Źródło:
Na Ukrainie wciąż działają firmy kontrolowane przez rosyjskich oligarchów. Część z nich wspiera armię Putina

Władze Ukrainy wciąż nie skonfiskowały majątku 88 funkcjonujących w tym kraju spółek, które są bezpośrednio lub pośrednio kontrolowane przez 25 oligarchów z Rosji. Część spośród tych biznesmenów otwarcie wspiera rosyjską armię - ujawnił w czwartek portal Ukrainska Prawda, powołując się na analizę organizacji pozarządowej StateWatch.

2023-08-10, 21:30

Na Ukrainie wciąż działają firmy kontrolowane przez rosyjskich oligarchów. Część z nich wspiera armię Putina
Media: na Ukrainie wciąż funkcjonuje 88 firm kontrolowanych przez 25 rosyjskich oligarchów. Foto: Shutterstock / Irra_Ko

Szczególnie wiele ukraińskich firm, m.in. operator telefonii komórkowej Kyjiwstar, a także producenci wody mineralnej Morszyńska i Myrhorodzka, pozostaje związanych z oligarchą Michaiłem Fridmanem. Jest to przedsiębiorca, który - poprzez spółki należące do jego grupy biznesowej Alfa - finansował rosyjskie zakłady zbrojeniowe i świadczył usługi ubezpieczeniowe Gwardii Narodowej (Rosgwardii) - czytamy na łamach Ukrainskiej Prawdy.

Krótkie ćwiczenie A:
Na czyją analizę powołał się portal Ukrainska Prawda w artykule o firmach rosyjskich oligarchów na Ukrainie?

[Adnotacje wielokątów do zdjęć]
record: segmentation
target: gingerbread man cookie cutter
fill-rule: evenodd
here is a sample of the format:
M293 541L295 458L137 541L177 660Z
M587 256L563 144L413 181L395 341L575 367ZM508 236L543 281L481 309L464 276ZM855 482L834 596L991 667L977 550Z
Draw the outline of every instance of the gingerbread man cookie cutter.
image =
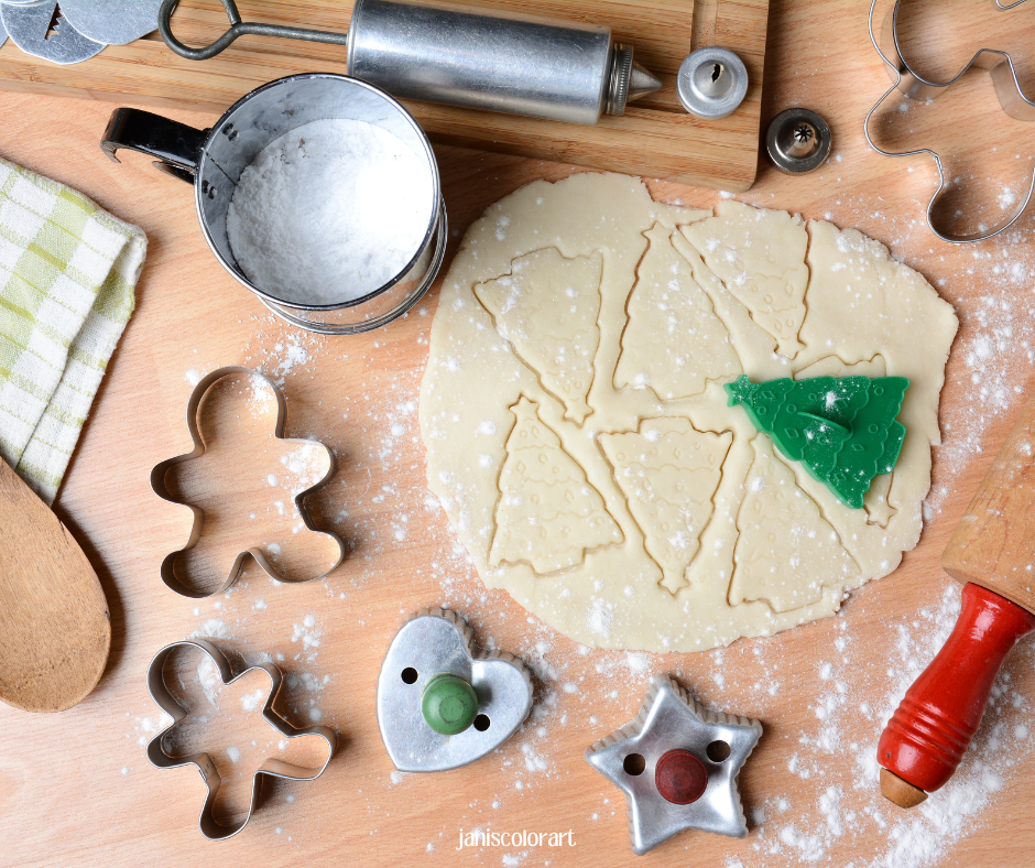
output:
M224 685L232 684L250 672L262 670L270 676L270 695L262 706L263 719L284 738L319 736L327 742L327 759L324 760L324 764L318 769L295 766L280 759L268 759L263 762L262 766L255 770L255 774L252 778L251 801L248 805L248 814L242 821L231 826L224 826L218 823L213 812L213 807L216 804L216 794L219 792L222 778L219 775L211 756L203 751L185 757L172 757L165 752L164 742L166 737L176 725L187 716L187 710L176 702L165 683L165 662L168 660L170 655L179 648L196 648L205 653L219 672L219 677L222 680ZM308 726L304 729L298 729L273 710L273 703L276 701L277 693L280 693L282 682L283 676L281 675L281 671L272 663L260 663L255 666L249 666L240 674L235 675L226 654L205 639L187 639L181 642L173 642L159 651L151 661L151 665L148 669L148 692L151 694L151 698L154 699L155 704L173 718L173 723L151 739L148 745L148 759L151 761L152 766L159 769L176 769L181 766L197 767L198 772L201 774L201 780L204 780L206 786L208 786L208 795L205 799L201 814L198 817L198 828L209 840L226 840L227 838L232 838L248 825L248 821L251 820L252 814L255 812L255 803L262 790L263 777L284 778L290 781L315 781L324 773L324 770L335 755L335 750L338 747L338 736L334 729L327 726Z
M1001 0L991 0L1001 11L1009 11L1021 6L1025 0L1015 0L1012 3L1003 3ZM995 86L995 94L1003 110L1012 118L1023 121L1035 121L1035 102L1028 99L1021 90L1021 83L1017 80L1017 73L1013 65L1013 58L1006 52L994 48L979 48L973 57L970 58L963 68L948 82L929 82L916 73L902 56L901 44L898 41L898 11L903 0L895 0L895 6L889 11L881 28L881 36L878 36L873 30L873 13L876 9L876 0L870 4L870 41L878 54L887 67L890 77L894 84L887 93L882 96L873 108L867 115L863 123L863 132L870 147L884 156L916 156L918 154L929 154L935 165L938 167L938 188L927 203L927 226L943 241L954 245L971 243L974 241L984 241L988 238L1013 226L1017 218L1027 208L1035 194L1035 172L1032 173L1032 183L1028 185L1027 193L1021 198L1017 207L1009 214L1002 221L987 229L979 229L972 235L955 235L943 231L938 228L933 216L935 204L940 198L946 187L945 169L941 164L941 156L929 148L917 148L913 151L885 151L880 148L870 134L870 120L886 100L896 90L909 99L931 100L944 94L948 88L955 85L970 69L988 69Z
M184 462L189 462L194 458L197 458L205 454L205 441L201 437L201 432L198 426L198 410L201 406L201 400L205 398L209 389L211 389L220 380L236 376L244 375L248 377L258 377L262 380L270 389L273 390L273 395L276 398L276 422L273 427L273 436L276 440L284 441L285 443L298 443L304 445L312 446L316 444L320 446L329 458L329 466L327 473L322 479L319 479L315 485L309 486L304 491L299 491L294 496L293 500L295 507L298 510L298 514L302 517L302 521L305 523L305 527L314 533L319 533L324 536L329 536L338 546L338 556L335 560L334 564L324 573L320 573L318 576L310 576L309 578L287 578L276 571L276 568L270 563L266 558L265 553L257 547L252 546L244 550L238 554L237 558L233 561L230 572L227 574L226 579L222 585L216 590L213 590L208 594L204 592L196 590L190 588L181 582L179 577L176 575L176 560L184 552L189 551L195 545L197 545L198 540L201 539L201 529L205 527L205 512L200 507L196 507L193 503L184 503L178 498L174 497L173 493L168 490L165 485L165 475L168 469L176 464L183 464ZM213 371L211 373L203 377L198 384L194 388L194 391L190 393L190 400L187 401L187 430L190 432L190 438L194 441L194 449L185 455L177 455L175 458L166 458L164 462L161 462L154 466L151 470L151 489L156 493L162 500L167 500L170 503L176 503L177 506L187 507L194 513L194 524L190 528L190 538L187 540L187 544L175 552L172 552L165 556L162 561L161 574L162 581L177 594L183 597L190 597L192 599L204 599L206 597L215 596L216 594L222 594L228 590L238 577L241 574L241 569L244 565L244 556L251 555L255 558L255 562L262 567L263 572L270 576L270 578L276 579L277 582L284 582L290 584L298 584L302 582L315 582L318 578L324 578L339 566L341 566L345 561L346 546L345 541L334 531L320 530L313 523L313 519L309 517L308 510L305 508L305 504L302 502L303 499L316 491L319 488L323 488L330 481L330 478L335 474L335 456L330 449L324 446L323 443L312 440L299 440L297 437L285 437L284 436L284 426L287 424L287 402L284 400L284 395L280 389L276 388L276 384L269 378L265 377L259 371L252 370L251 368L242 368L238 366L219 368L218 370Z

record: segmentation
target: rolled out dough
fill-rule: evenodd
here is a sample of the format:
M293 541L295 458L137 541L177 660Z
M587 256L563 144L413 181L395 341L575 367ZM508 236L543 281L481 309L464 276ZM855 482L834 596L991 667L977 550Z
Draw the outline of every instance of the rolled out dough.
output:
M916 545L952 307L853 229L633 177L537 181L449 269L421 390L428 484L482 581L580 642L697 651L835 612ZM908 377L893 474L850 509L724 382Z

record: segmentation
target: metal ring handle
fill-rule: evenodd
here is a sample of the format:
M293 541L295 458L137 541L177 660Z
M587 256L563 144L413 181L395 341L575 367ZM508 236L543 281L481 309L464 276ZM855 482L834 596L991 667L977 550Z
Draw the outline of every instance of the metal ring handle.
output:
M330 45L348 45L348 33L330 33L324 30L305 30L303 28L286 28L280 24L262 24L253 21L241 21L241 13L235 0L221 0L222 8L227 10L230 26L218 40L200 48L192 48L173 35L172 18L179 0L163 0L159 10L159 33L165 44L181 57L188 61L208 61L221 54L239 36L274 36L284 40L303 40L305 42L324 42Z

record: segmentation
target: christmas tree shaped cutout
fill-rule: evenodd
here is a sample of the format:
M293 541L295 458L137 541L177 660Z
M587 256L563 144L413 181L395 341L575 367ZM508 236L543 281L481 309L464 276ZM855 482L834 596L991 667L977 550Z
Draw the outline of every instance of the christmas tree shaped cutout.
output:
M838 498L862 508L873 477L890 474L905 437L895 416L905 377L813 377L726 384L729 405L742 404L776 448L800 462Z
M540 575L577 566L587 551L623 541L600 492L524 395L500 470L489 565L527 563Z

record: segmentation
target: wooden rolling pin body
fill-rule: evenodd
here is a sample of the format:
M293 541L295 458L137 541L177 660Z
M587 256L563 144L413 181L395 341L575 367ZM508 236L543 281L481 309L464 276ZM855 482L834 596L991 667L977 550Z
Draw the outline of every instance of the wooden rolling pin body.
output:
M1035 399L1021 411L941 556L946 572L965 583L952 634L881 735L881 789L903 807L952 775L1003 660L1035 627L1033 453Z

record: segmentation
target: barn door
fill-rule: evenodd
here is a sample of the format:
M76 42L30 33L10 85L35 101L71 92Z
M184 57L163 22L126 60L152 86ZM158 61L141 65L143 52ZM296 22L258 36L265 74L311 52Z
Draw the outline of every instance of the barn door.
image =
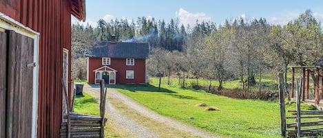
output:
M7 31L6 137L32 137L34 40Z
M7 91L7 34L0 32L0 137L6 137L6 96Z

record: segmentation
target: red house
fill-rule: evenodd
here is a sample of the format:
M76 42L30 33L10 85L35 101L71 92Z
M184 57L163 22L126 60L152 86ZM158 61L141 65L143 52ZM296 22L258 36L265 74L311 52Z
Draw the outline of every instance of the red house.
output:
M60 137L71 14L85 0L0 0L0 137Z
M146 59L148 43L99 42L87 56L87 82L98 84L105 80L109 84L147 82Z

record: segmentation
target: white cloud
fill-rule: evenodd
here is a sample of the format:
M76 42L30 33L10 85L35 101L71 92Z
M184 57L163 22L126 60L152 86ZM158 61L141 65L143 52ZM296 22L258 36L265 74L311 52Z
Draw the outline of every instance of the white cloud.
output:
M198 20L199 22L211 21L211 17L205 13L190 13L183 8L180 8L178 11L176 11L175 15L176 18L178 18L180 24L184 25L189 24L189 25L194 26L196 23L196 20Z
M92 27L96 27L96 25L98 25L98 23L96 23L96 21L93 21L90 19L86 19L85 22L79 21L79 20L76 19L75 18L72 19L72 24L77 24L77 23L82 25L83 26L86 26L87 24L89 24Z
M152 21L152 18L153 18L152 16L149 15L149 16L147 17L147 19Z
M285 16L283 17L276 17L276 16L269 16L267 17L267 21L270 24L273 25L285 25L289 21L291 21L297 19L301 12L286 12Z
M317 21L320 21L321 23L323 22L323 14L315 12L313 13L313 16L317 20Z
M114 16L110 14L106 14L102 18L105 21L110 21L111 19L114 19Z

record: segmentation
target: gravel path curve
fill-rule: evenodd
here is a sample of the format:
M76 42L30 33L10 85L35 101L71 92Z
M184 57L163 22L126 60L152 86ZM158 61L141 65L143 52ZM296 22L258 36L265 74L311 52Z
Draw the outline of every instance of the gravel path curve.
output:
M161 123L167 124L168 125L171 126L174 128L181 129L184 131L187 131L187 133L190 133L192 135L197 135L200 137L220 138L219 137L212 135L209 133L201 131L194 127L187 126L183 123L174 121L168 117L157 114L155 112L139 104L136 101L125 96L125 95L119 93L116 90L114 90L112 89L107 89L107 97L111 97L112 98L117 99L119 102L131 106L134 110L142 113L143 115L146 115L147 117L149 117ZM98 87L98 86L84 86L84 91L86 91L94 97L99 97L100 89ZM113 105L112 105L108 100L107 100L107 113L111 115L111 116L114 117L114 119L116 119L116 121L117 121L120 125L125 127L127 130L129 130L129 132L133 133L134 135L137 136L138 137L158 137L158 136L154 132L152 132L148 129L145 128L140 124L138 124L136 122L132 121L121 114L118 111L118 110L114 108Z

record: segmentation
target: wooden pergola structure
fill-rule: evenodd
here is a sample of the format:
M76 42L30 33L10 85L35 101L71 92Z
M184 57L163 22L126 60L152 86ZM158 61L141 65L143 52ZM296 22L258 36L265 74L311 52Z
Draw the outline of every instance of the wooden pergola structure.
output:
M323 67L320 66L292 66L291 68L291 97L294 97L295 91L295 69L302 69L302 78L303 84L302 85L302 101L305 101L305 95L306 99L309 99L309 78L310 73L315 73L315 104L320 104L320 100L323 99ZM321 97L319 97L320 91L320 79L321 79ZM306 92L306 95L305 95Z

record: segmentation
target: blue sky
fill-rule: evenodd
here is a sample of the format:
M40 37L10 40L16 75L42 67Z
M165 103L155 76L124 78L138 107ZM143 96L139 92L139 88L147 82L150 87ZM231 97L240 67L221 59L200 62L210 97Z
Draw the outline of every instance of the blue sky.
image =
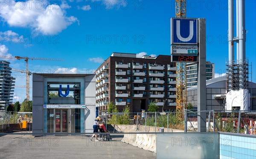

Krótkie ćwiczenie B:
Wybierz z powyższego wykazu każdy wiersz zawierający słowo "wooden" i przepisz go.

Oczekiwany wynik A:
Na analizę organizacji pozarządowej StateWatch.

Oczekiwany wynik B:
target: wooden rolling pin body
Draw the outline of every instance of the wooden rolling pin body.
target: wooden pergola structure
Draw the outline of every instance of the wooden pergola structure.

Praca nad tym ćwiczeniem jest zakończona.